▸ Description of the task:
Copy the lines verbatim, beginning with the line that contains "Give the segmentation of every instance of the mulch" and continuing through the end of the data, and only those lines.

▸ Source data:
--- --- ---

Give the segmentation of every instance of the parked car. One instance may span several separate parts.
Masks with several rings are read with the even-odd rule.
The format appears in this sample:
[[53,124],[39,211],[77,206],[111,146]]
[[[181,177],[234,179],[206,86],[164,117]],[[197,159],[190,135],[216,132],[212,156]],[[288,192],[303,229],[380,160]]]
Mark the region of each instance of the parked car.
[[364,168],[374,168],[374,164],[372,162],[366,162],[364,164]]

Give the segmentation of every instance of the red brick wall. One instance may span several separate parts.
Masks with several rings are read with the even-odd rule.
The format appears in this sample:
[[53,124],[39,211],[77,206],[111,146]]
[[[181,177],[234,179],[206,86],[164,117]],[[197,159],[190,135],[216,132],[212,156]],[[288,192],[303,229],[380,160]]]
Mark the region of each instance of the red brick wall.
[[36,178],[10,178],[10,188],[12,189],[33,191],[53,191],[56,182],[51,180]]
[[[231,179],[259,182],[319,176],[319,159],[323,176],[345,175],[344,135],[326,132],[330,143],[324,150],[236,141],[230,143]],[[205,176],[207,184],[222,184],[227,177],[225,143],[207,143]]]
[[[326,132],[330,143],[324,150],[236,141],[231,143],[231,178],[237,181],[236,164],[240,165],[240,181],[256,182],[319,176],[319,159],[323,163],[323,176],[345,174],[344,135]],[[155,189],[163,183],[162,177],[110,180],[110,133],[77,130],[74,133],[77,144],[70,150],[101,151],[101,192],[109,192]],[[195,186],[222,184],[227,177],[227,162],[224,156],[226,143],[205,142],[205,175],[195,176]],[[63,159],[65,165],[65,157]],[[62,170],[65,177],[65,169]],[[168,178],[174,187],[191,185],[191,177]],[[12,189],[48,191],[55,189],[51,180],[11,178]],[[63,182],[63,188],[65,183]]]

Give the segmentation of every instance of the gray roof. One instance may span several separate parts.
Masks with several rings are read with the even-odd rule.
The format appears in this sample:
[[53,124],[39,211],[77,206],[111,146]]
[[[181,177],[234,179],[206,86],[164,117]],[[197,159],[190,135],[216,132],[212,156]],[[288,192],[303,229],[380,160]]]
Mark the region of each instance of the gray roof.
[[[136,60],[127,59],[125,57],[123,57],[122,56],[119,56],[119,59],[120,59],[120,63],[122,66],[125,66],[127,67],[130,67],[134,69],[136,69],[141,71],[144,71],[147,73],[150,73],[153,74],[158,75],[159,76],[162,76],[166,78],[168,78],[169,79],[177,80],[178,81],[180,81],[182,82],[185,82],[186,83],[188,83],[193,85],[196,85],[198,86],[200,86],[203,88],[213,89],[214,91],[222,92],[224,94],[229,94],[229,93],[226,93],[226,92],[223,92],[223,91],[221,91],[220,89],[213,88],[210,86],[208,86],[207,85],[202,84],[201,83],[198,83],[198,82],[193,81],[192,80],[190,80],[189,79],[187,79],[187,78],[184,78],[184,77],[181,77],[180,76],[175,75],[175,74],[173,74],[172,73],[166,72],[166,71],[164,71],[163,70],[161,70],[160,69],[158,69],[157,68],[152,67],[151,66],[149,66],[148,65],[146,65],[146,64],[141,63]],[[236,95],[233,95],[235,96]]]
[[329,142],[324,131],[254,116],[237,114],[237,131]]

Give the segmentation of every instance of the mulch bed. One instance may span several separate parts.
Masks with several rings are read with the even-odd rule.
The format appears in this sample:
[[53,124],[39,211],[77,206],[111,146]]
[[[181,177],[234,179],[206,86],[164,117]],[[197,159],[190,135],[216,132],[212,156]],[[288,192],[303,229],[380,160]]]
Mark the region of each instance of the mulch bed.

--- --- ---

▸ Solution to this problem:
Give the segmentation of every instance of the mulch bed. One instance may span several separate parts.
Masks with several rings are read with the even-odd rule.
The format appears in this sample:
[[53,124],[39,211],[77,206],[111,146]]
[[[181,177],[234,179],[206,86],[164,117]],[[197,159],[190,135],[216,132],[212,156]],[[288,192],[303,229],[380,160]]]
Mark the region of each instance of the mulch bed.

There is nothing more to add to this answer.